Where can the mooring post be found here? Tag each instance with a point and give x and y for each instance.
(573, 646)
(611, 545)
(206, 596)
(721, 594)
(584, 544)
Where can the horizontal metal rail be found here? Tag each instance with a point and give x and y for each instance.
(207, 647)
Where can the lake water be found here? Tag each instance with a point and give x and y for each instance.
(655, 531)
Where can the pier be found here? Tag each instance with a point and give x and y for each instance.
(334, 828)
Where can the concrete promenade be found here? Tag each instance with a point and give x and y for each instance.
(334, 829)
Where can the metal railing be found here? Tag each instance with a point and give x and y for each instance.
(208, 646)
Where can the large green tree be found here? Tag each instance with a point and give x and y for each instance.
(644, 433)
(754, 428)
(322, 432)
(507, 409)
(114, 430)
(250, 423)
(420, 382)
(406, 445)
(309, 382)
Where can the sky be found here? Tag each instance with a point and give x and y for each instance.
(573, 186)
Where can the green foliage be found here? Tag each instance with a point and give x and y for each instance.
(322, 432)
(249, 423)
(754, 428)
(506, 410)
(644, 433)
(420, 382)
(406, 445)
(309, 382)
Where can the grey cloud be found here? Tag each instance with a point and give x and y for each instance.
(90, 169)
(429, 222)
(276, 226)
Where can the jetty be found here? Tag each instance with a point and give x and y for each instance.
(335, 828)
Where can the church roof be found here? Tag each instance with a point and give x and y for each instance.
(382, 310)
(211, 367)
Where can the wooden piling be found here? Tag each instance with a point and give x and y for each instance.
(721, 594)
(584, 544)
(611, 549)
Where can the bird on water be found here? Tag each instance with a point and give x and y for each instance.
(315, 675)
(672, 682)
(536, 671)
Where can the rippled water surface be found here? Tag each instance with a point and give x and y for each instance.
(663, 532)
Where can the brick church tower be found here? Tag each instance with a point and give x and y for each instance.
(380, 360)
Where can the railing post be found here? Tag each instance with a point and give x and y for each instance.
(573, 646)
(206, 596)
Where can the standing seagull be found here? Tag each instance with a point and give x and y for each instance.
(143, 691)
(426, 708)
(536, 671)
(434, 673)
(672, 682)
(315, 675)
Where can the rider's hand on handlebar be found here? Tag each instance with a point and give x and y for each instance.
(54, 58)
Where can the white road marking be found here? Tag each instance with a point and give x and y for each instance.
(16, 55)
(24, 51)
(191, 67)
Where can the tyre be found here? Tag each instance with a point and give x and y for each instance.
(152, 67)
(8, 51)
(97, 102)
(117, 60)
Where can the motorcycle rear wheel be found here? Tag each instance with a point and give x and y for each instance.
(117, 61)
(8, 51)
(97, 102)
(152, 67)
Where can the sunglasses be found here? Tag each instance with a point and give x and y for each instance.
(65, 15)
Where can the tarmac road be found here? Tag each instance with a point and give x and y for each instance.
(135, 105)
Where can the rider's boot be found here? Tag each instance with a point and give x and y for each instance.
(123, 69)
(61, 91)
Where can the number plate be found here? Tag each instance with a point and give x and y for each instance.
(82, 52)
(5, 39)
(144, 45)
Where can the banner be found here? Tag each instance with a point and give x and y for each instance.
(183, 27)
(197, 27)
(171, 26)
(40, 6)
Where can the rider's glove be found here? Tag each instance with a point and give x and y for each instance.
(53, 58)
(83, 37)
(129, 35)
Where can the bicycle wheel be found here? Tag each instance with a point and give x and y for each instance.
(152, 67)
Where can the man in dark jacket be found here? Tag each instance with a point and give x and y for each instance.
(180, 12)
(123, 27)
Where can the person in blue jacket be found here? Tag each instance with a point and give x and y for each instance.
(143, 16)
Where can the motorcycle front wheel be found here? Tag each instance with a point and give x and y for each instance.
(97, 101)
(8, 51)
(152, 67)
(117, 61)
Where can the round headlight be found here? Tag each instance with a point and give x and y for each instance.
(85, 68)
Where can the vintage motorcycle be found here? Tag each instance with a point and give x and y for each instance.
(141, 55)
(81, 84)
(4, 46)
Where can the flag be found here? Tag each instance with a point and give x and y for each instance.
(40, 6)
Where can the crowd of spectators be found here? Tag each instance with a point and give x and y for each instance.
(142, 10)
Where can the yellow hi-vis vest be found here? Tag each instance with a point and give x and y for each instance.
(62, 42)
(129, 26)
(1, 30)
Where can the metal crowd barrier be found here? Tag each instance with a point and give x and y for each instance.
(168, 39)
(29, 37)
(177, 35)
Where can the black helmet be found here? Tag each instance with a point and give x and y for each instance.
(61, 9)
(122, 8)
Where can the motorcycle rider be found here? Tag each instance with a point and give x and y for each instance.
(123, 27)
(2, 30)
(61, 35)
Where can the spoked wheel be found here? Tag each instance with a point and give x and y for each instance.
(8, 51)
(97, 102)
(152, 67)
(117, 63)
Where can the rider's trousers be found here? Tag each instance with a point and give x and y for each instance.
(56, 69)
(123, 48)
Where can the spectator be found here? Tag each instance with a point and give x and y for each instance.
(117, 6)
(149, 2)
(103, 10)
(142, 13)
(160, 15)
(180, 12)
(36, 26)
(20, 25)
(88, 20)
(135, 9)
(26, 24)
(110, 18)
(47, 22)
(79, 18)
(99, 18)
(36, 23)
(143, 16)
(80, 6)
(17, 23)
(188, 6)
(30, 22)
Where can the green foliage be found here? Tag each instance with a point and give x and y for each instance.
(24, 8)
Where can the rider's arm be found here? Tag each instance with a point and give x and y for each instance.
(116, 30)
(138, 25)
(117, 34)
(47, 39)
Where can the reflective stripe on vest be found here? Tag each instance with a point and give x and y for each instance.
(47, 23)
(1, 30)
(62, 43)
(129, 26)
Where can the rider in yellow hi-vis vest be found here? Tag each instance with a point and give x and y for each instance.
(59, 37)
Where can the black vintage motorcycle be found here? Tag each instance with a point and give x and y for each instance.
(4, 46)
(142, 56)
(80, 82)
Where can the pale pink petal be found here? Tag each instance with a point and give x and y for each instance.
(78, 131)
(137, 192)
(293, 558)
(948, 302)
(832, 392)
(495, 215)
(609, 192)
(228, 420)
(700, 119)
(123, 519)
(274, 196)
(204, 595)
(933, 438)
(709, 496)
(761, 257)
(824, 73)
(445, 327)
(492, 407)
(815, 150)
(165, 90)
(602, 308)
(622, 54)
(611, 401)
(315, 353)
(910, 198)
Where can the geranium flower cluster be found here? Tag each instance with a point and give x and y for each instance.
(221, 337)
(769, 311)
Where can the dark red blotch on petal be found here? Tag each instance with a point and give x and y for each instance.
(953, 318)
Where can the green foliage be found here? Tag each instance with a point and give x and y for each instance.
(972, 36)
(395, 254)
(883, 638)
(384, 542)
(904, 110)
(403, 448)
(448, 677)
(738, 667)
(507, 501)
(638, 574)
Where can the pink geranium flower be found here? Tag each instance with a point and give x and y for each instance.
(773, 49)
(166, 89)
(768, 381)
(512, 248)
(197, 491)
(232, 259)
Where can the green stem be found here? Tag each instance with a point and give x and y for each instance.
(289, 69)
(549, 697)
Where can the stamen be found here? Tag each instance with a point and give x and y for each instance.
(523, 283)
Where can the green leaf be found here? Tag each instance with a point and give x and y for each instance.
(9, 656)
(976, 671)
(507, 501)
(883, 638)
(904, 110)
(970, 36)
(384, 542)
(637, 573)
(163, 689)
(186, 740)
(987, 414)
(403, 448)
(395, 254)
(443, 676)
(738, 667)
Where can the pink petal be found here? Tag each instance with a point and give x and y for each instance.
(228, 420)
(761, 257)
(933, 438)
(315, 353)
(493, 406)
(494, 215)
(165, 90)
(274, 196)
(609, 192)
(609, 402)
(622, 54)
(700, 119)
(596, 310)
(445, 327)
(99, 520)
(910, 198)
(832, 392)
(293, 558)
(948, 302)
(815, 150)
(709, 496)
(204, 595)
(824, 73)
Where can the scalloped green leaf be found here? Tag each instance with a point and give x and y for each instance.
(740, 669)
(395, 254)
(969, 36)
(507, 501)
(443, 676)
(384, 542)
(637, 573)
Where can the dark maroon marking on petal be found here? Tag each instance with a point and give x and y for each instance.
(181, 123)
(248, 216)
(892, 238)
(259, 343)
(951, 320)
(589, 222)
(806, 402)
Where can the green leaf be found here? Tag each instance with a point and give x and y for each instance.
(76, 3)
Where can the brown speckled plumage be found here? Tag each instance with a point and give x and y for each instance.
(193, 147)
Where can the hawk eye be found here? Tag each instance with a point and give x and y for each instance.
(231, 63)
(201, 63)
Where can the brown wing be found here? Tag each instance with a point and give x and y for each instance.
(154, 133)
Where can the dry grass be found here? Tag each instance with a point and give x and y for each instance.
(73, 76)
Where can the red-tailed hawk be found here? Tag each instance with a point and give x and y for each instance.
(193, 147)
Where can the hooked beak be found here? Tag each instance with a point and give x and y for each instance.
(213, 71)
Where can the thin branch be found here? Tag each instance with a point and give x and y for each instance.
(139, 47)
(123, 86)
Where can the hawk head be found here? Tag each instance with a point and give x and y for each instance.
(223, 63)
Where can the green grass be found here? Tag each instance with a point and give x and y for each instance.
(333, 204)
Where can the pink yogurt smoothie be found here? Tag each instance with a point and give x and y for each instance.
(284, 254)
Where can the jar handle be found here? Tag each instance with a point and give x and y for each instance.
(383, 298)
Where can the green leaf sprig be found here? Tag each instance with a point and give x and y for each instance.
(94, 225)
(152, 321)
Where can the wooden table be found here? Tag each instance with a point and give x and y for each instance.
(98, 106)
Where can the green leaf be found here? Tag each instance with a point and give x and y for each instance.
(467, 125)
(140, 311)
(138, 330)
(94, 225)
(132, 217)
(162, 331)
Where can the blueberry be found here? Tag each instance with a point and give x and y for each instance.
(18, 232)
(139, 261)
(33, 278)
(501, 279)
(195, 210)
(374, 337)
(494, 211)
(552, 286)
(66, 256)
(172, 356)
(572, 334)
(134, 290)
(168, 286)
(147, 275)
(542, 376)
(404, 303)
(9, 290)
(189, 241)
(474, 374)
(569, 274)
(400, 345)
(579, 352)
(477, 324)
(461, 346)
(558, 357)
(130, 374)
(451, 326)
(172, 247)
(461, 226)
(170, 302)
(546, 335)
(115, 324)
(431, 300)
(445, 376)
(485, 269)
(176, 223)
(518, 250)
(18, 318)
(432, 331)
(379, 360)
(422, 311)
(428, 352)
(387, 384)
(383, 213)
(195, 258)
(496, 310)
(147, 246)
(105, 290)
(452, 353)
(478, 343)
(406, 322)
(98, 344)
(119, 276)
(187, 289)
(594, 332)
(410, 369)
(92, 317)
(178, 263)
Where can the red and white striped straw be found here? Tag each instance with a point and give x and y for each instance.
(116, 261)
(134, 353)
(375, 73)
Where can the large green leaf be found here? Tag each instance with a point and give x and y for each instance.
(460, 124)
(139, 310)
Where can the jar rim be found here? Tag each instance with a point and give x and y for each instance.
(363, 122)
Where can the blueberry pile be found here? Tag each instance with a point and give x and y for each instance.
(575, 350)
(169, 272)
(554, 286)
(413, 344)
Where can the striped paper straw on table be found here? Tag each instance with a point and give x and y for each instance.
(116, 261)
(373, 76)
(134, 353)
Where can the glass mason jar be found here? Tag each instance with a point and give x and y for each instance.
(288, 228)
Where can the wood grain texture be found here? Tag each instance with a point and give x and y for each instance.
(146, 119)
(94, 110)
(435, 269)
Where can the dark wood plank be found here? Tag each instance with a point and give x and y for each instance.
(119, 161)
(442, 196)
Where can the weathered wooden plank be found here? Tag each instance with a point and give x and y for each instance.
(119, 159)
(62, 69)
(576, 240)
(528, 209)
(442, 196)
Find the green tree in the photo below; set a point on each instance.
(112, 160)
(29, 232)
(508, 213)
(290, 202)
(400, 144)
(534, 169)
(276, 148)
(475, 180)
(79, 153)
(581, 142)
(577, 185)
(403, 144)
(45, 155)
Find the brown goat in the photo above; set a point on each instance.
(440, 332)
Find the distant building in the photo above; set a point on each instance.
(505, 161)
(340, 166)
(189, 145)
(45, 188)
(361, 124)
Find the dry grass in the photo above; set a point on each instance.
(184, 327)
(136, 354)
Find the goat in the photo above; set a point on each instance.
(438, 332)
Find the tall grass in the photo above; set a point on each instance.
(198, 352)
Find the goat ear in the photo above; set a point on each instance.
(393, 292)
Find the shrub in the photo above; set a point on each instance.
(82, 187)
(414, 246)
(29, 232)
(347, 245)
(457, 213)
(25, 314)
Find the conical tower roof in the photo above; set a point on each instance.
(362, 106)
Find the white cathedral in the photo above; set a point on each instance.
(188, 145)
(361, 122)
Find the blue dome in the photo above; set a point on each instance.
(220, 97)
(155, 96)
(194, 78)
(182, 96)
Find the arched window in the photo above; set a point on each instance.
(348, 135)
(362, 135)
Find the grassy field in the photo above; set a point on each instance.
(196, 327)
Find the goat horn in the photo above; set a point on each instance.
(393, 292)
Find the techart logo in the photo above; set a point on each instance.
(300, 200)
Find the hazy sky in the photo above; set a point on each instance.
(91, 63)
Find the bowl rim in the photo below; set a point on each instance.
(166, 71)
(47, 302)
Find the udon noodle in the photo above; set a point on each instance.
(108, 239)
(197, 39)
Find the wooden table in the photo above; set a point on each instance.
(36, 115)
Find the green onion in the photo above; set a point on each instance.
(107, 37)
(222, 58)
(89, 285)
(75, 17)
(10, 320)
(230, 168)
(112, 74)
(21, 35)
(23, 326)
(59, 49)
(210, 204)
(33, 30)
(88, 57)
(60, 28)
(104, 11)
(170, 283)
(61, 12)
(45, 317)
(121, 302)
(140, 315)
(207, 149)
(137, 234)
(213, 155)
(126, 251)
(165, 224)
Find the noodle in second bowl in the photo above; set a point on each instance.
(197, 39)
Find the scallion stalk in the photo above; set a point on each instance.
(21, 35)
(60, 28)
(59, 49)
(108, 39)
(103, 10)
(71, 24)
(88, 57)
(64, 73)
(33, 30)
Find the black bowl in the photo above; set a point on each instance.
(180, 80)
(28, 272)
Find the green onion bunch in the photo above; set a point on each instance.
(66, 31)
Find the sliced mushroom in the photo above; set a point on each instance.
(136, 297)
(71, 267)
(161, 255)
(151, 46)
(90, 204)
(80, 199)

_Assigned task:_
Reproduce, word for word, every line starting at the line that contains "Find the blue" and ending with the final line of the entries.

_Answer space:_
Find the blue dome in the photo above; set a point on each instance.
(220, 97)
(155, 96)
(194, 78)
(182, 96)
Find the arched window in the photo above; set a point on each instance.
(348, 135)
(362, 135)
Find the grassy field in the photo above; set a point on each instance.
(196, 327)
Find the goat horn in the photo above; set a point on each instance.
(393, 292)
Find the techart logo in the photo above; set a point on each instance.
(300, 200)
Find the hazy sky in the photo above; set a point on each instance.
(91, 63)
Find the bowl rim in the photo below; set a point on each instance.
(166, 71)
(47, 302)
Find the udon noodle in the photo above; set a point on each instance.
(108, 239)
(197, 39)
Find the wooden table in the photo above; set a point on each instance.
(36, 115)
Find the green onion in the photo above; set a point on each instance.
(107, 37)
(222, 58)
(89, 285)
(75, 17)
(10, 320)
(230, 168)
(112, 74)
(21, 35)
(23, 326)
(59, 49)
(210, 204)
(33, 30)
(88, 57)
(60, 28)
(104, 11)
(170, 283)
(61, 12)
(45, 317)
(121, 302)
(140, 315)
(207, 149)
(137, 234)
(213, 155)
(126, 251)
(165, 224)
Find the noodle in second bowl in the photo above; set a point on each instance.
(197, 39)
Find the scallion stalk in the photo above; set a point on each instance.
(21, 35)
(60, 28)
(59, 49)
(108, 39)
(103, 10)
(71, 24)
(88, 57)
(64, 73)
(33, 30)
Find the black bowl in the photo above; set a point on each instance.
(180, 80)
(28, 272)
Find the green onion bunch in the photo above; set a point on each instance.
(66, 31)
Find the sliced mushroom in the photo above; set a point on each instance.
(136, 297)
(71, 267)
(161, 255)
(151, 46)
(90, 204)
(80, 199)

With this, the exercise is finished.